### DATASET ENTRIES
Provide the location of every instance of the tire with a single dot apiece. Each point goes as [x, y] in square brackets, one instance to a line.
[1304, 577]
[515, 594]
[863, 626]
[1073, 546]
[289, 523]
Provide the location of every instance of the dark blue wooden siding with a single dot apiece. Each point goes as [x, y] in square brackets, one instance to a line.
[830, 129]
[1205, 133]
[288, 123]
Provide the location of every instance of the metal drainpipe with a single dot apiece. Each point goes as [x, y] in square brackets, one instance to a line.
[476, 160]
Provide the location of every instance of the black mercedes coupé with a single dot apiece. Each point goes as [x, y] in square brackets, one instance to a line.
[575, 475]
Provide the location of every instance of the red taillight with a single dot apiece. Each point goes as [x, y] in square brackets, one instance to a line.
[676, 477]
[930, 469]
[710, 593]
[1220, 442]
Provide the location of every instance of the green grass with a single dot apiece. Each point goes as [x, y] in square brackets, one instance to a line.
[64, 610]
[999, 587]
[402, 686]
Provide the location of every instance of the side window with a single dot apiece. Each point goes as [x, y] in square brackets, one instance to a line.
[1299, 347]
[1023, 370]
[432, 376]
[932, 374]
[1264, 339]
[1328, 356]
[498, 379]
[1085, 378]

==

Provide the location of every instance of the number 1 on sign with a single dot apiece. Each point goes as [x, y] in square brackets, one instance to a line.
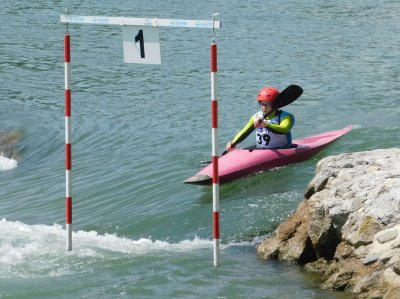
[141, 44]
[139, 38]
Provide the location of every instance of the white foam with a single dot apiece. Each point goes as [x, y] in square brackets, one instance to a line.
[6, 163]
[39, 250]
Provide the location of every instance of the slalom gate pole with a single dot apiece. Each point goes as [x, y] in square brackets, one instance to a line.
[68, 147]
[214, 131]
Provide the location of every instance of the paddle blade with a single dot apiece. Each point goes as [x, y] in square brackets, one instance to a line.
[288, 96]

* * *

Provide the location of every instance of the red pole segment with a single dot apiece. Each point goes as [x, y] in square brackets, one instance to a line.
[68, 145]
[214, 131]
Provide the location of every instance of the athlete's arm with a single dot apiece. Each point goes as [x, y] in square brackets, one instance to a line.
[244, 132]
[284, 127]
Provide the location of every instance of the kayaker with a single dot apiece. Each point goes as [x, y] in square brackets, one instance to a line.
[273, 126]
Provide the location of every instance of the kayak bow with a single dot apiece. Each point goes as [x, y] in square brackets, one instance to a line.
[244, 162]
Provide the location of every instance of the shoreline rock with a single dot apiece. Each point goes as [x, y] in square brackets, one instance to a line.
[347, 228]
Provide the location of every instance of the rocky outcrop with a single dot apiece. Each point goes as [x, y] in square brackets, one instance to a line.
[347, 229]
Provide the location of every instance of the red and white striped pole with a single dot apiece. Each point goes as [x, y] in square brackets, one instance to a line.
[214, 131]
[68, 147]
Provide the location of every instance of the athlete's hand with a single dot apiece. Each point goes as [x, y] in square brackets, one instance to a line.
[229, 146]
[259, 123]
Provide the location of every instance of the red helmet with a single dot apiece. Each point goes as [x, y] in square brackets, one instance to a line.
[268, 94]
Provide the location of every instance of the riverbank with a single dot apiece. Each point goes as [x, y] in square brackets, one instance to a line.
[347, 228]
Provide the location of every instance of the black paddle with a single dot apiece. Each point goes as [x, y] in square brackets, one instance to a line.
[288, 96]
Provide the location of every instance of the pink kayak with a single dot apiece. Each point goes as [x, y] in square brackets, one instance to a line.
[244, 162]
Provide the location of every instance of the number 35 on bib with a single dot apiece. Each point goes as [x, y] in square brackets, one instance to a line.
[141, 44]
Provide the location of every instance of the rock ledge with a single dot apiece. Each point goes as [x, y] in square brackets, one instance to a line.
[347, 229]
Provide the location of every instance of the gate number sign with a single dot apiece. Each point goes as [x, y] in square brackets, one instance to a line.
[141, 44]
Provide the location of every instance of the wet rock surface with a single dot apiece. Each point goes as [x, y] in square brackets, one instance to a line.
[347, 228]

### WHAT THE TASK REQUIRES
Write out the stretch from the line containing "Provide the location of every instance of the black mercedes" through the line containing "[1220, 442]" and nothing more. In those lines, swap "red taillight" for "rear brake light" and keep everything else the same.

### EXPECTED ANSWER
Provide the location of every instance of the black mercedes coupé with a single dot apiece. Each point goes as [x, y] in square brackets, one instance to a line.
[575, 475]
Provide the location of every instance of the rear brake light with a single dot apiece. Each point goes as [x, y] in square brackets, one instance to a line.
[676, 477]
[930, 469]
[710, 593]
[1220, 442]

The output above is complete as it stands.